(Collected data entries)
□ □ □ □ □
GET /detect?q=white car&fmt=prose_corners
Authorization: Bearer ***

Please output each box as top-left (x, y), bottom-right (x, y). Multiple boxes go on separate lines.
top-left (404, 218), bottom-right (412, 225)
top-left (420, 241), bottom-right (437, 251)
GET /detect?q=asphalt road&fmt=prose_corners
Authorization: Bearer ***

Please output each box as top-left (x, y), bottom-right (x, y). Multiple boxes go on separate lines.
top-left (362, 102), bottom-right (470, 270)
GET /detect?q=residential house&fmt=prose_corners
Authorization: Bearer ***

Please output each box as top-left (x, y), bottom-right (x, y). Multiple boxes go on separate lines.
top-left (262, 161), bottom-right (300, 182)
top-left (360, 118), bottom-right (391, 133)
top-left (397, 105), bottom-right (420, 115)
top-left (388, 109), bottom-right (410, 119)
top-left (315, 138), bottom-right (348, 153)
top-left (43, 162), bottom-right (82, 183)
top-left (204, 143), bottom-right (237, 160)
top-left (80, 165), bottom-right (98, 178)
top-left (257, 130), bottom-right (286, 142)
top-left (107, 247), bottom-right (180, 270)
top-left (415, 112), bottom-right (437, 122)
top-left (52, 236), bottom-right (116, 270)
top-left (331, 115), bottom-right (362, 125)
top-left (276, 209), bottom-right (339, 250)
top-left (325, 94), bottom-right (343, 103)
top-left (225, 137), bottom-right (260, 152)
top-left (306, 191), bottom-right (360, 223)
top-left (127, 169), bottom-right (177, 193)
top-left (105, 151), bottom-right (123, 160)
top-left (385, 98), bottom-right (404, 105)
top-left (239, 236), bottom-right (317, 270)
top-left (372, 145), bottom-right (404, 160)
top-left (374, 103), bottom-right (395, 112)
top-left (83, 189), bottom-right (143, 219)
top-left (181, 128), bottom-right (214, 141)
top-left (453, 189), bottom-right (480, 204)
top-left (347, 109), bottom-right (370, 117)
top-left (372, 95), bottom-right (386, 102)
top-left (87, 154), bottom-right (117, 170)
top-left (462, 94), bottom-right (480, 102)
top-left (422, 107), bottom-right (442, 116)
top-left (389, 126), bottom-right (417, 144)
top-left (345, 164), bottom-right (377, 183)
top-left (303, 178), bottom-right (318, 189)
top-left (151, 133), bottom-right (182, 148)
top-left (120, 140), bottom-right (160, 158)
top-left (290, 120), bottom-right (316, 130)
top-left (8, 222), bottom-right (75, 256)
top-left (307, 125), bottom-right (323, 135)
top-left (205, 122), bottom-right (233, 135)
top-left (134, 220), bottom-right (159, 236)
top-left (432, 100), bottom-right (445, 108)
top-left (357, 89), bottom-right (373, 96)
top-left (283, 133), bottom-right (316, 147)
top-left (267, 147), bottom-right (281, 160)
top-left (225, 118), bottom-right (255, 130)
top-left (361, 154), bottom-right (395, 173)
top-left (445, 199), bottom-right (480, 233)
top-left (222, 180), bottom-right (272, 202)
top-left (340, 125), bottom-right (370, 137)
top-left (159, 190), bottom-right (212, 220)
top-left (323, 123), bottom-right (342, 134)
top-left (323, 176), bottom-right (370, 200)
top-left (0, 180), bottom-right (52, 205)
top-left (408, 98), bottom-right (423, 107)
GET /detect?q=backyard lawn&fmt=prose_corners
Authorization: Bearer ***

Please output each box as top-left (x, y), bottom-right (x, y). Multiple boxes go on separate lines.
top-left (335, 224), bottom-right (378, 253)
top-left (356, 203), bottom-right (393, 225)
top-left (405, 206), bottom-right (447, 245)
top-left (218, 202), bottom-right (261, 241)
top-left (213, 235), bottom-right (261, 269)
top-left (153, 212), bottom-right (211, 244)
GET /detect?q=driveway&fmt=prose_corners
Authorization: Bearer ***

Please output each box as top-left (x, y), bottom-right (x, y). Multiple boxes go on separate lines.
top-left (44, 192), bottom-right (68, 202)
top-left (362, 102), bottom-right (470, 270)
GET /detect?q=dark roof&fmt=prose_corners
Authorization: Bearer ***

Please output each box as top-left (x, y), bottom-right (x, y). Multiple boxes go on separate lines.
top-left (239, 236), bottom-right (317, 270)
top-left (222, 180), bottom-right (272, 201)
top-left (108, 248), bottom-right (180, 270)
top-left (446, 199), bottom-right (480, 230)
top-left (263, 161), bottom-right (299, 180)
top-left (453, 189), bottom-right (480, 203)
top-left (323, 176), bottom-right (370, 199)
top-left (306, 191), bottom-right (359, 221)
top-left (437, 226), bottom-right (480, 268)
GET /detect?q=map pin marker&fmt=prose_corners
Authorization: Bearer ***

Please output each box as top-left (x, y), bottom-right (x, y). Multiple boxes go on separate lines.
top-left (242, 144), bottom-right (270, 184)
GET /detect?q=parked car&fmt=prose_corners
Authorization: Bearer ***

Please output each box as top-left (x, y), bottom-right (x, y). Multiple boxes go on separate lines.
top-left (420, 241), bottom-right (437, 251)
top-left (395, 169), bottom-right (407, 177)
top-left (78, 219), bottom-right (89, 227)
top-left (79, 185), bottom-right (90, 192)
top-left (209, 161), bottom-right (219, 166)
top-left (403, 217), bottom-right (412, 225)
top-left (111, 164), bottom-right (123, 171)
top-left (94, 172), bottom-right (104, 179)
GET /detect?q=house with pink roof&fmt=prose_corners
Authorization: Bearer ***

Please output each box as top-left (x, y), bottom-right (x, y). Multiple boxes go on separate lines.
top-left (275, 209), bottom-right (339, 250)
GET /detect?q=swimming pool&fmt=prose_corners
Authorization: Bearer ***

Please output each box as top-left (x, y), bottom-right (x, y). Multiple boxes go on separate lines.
□ □ □ □ □
Go through the records above and copy each line exactly.

GET /detect?q=white car&fmt=prose_corners
Authorization: Bearer ***

Please output each box as top-left (x, y), bottom-right (x, y). Multiple boxes go on separate lines.
top-left (404, 218), bottom-right (412, 225)
top-left (420, 241), bottom-right (437, 251)
GET /detect?q=asphalt road&fmt=prose_corners
Authorization: Bearer ***

Please output each box as top-left (x, y), bottom-right (x, y). Multiple boxes go on separate lines.
top-left (362, 102), bottom-right (470, 270)
GET /detect?q=residential house&fmt=prose_corners
Authorization: Bearer ***

Please output each box as top-left (x, y), bottom-right (x, y). Multiple boxes go on separate lines.
top-left (262, 161), bottom-right (300, 182)
top-left (360, 118), bottom-right (391, 133)
top-left (397, 105), bottom-right (420, 115)
top-left (388, 109), bottom-right (410, 119)
top-left (315, 138), bottom-right (348, 153)
top-left (43, 162), bottom-right (82, 183)
top-left (204, 143), bottom-right (237, 160)
top-left (80, 165), bottom-right (98, 178)
top-left (257, 130), bottom-right (286, 142)
top-left (107, 247), bottom-right (180, 270)
top-left (415, 112), bottom-right (437, 122)
top-left (52, 236), bottom-right (116, 270)
top-left (331, 115), bottom-right (362, 125)
top-left (276, 209), bottom-right (339, 250)
top-left (325, 94), bottom-right (343, 103)
top-left (225, 137), bottom-right (260, 152)
top-left (306, 191), bottom-right (360, 223)
top-left (127, 169), bottom-right (177, 193)
top-left (105, 151), bottom-right (123, 160)
top-left (385, 98), bottom-right (404, 105)
top-left (239, 236), bottom-right (317, 270)
top-left (372, 145), bottom-right (404, 160)
top-left (374, 103), bottom-right (395, 112)
top-left (83, 189), bottom-right (143, 219)
top-left (181, 128), bottom-right (214, 141)
top-left (453, 189), bottom-right (480, 204)
top-left (347, 109), bottom-right (370, 117)
top-left (372, 95), bottom-right (386, 102)
top-left (87, 154), bottom-right (117, 170)
top-left (462, 94), bottom-right (480, 102)
top-left (422, 107), bottom-right (442, 116)
top-left (389, 126), bottom-right (417, 144)
top-left (345, 164), bottom-right (377, 183)
top-left (303, 178), bottom-right (318, 189)
top-left (151, 133), bottom-right (182, 148)
top-left (120, 140), bottom-right (160, 158)
top-left (290, 120), bottom-right (316, 130)
top-left (8, 222), bottom-right (75, 256)
top-left (307, 125), bottom-right (323, 135)
top-left (205, 122), bottom-right (233, 135)
top-left (134, 220), bottom-right (159, 236)
top-left (432, 100), bottom-right (445, 108)
top-left (357, 89), bottom-right (373, 96)
top-left (283, 133), bottom-right (316, 147)
top-left (267, 147), bottom-right (281, 160)
top-left (225, 118), bottom-right (255, 130)
top-left (361, 154), bottom-right (395, 173)
top-left (445, 199), bottom-right (480, 233)
top-left (222, 180), bottom-right (272, 202)
top-left (340, 125), bottom-right (370, 137)
top-left (159, 190), bottom-right (212, 220)
top-left (323, 123), bottom-right (342, 134)
top-left (323, 176), bottom-right (370, 200)
top-left (0, 180), bottom-right (52, 205)
top-left (408, 98), bottom-right (423, 107)
GET /detect?q=backyard lawn&fmt=prose_corners
Authorization: Bearer ***

Please output each box as top-left (x, y), bottom-right (x, y). Multiple boxes go on separate lines.
top-left (335, 224), bottom-right (378, 253)
top-left (356, 203), bottom-right (393, 225)
top-left (405, 206), bottom-right (447, 245)
top-left (218, 202), bottom-right (261, 241)
top-left (213, 235), bottom-right (261, 269)
top-left (153, 212), bottom-right (211, 244)
GET /detect?q=driveway&fmt=prose_corners
Authorization: Bearer ***

Please output each box as top-left (x, y), bottom-right (x, y). Multiple boxes go on separate lines.
top-left (44, 192), bottom-right (68, 202)
top-left (362, 102), bottom-right (470, 270)
GET /detect?q=dark roof&fmt=prose_corners
Authorization: Bearer ***

Please output each box as top-left (x, y), bottom-right (x, y). Multiple boxes go on separate lines.
top-left (239, 236), bottom-right (317, 270)
top-left (222, 180), bottom-right (272, 201)
top-left (108, 248), bottom-right (180, 270)
top-left (446, 199), bottom-right (480, 230)
top-left (263, 161), bottom-right (299, 180)
top-left (453, 189), bottom-right (480, 203)
top-left (323, 176), bottom-right (370, 199)
top-left (306, 191), bottom-right (359, 221)
top-left (437, 226), bottom-right (480, 268)
GET /detect?q=map pin marker&fmt=prose_corners
Authorization: Bearer ***

Please output each box as top-left (x, y), bottom-right (x, y). Multiple boxes go on separate lines.
top-left (242, 144), bottom-right (270, 184)
GET /detect?q=parked car&fmt=prose_corners
Authorization: Bearer ***

Please output each box as top-left (x, y), bottom-right (x, y). Multiple boxes go on separate lines.
top-left (420, 241), bottom-right (437, 251)
top-left (395, 169), bottom-right (407, 177)
top-left (78, 219), bottom-right (89, 227)
top-left (79, 185), bottom-right (90, 192)
top-left (209, 161), bottom-right (219, 166)
top-left (403, 217), bottom-right (412, 225)
top-left (111, 164), bottom-right (123, 171)
top-left (94, 172), bottom-right (104, 179)
GET /detect?q=house with pink roof&fmt=prose_corners
Authorization: Bearer ***

Please output each box as top-left (x, y), bottom-right (x, y). Multiple boxes go on separate lines.
top-left (275, 209), bottom-right (339, 250)
GET /detect?q=swimming pool&fmt=prose_corners
Authorization: Bearer ***

Please output each box as top-left (x, y), bottom-right (x, y). Multiple boxes go on separate lines.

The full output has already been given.